_INSTRUCTIONS FOR THE TASK_.
Show each line of the records below that contains the word "spaghetti".

_ENTRIES SUPPLIED_.
• • • •
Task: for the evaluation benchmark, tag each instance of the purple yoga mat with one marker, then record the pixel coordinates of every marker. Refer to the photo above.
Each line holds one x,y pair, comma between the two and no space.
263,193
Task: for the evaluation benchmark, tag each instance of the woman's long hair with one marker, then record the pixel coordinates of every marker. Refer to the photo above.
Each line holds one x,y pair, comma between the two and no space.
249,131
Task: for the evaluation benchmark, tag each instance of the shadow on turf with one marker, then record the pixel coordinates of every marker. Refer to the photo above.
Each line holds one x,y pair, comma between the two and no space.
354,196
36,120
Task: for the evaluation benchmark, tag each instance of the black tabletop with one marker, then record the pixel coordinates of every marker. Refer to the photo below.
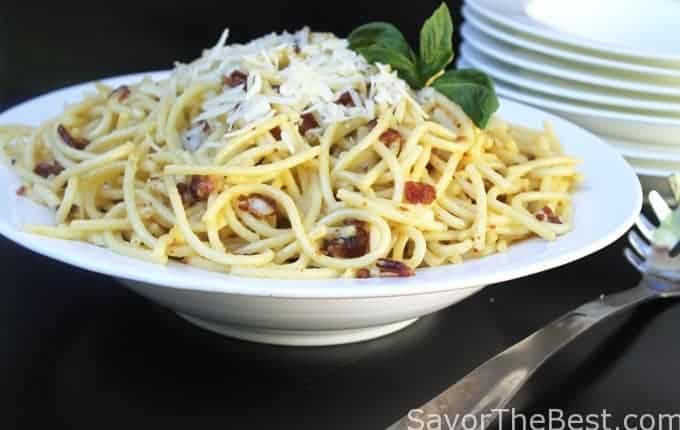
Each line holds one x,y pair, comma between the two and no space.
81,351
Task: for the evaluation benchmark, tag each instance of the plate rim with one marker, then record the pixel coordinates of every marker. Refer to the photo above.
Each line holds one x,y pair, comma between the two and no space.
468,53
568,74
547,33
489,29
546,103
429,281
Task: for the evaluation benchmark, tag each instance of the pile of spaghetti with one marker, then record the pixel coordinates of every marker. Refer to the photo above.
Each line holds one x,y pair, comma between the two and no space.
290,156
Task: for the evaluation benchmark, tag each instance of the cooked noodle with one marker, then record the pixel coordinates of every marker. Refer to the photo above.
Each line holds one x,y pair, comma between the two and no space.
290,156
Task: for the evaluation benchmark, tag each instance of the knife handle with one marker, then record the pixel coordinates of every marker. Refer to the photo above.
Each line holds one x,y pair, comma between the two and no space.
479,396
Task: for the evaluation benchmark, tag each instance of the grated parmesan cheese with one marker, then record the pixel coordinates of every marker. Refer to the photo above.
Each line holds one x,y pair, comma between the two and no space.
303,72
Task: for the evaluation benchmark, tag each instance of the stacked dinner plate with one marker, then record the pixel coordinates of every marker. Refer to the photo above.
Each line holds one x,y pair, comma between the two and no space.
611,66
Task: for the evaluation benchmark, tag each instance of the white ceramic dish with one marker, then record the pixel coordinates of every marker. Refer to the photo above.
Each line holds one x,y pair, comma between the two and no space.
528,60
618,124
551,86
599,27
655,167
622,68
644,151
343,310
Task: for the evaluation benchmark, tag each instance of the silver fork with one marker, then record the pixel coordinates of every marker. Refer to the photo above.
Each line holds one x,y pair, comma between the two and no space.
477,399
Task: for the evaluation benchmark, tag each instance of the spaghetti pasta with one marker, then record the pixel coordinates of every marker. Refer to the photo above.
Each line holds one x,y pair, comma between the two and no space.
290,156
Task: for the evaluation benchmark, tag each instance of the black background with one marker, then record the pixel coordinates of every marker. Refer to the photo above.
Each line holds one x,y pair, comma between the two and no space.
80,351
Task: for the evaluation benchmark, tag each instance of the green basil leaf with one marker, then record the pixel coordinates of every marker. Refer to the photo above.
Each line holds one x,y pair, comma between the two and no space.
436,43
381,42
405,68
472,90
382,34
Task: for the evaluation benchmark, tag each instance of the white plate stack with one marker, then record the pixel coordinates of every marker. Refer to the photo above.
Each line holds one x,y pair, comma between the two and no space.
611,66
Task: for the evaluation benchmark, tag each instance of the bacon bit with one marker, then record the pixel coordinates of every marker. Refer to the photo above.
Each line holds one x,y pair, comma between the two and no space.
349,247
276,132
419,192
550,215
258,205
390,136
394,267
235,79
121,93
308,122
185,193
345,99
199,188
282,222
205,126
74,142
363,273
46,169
• • • •
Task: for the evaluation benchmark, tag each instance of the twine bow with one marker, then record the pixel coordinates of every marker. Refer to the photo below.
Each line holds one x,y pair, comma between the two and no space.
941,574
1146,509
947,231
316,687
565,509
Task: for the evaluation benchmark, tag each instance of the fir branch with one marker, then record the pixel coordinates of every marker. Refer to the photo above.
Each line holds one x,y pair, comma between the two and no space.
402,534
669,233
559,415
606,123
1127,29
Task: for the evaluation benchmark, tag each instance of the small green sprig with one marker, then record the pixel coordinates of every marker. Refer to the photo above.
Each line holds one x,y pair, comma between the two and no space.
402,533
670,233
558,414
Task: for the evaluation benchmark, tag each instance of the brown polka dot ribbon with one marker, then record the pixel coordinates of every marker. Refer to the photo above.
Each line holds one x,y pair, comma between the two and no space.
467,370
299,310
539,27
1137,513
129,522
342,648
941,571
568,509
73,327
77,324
• • • •
_ANSWER BELOW_.
Task: for the evaluation benchmark, tag each instance of the pile of spaghetti with one marker, then record the pixel coordinates of every marker. Refer to the photo above.
Task: for the evaluation benchmark, tag each instance of the spaghetti pasta with one marker, then record the pixel coordinates of every marker. Refer to the photo above.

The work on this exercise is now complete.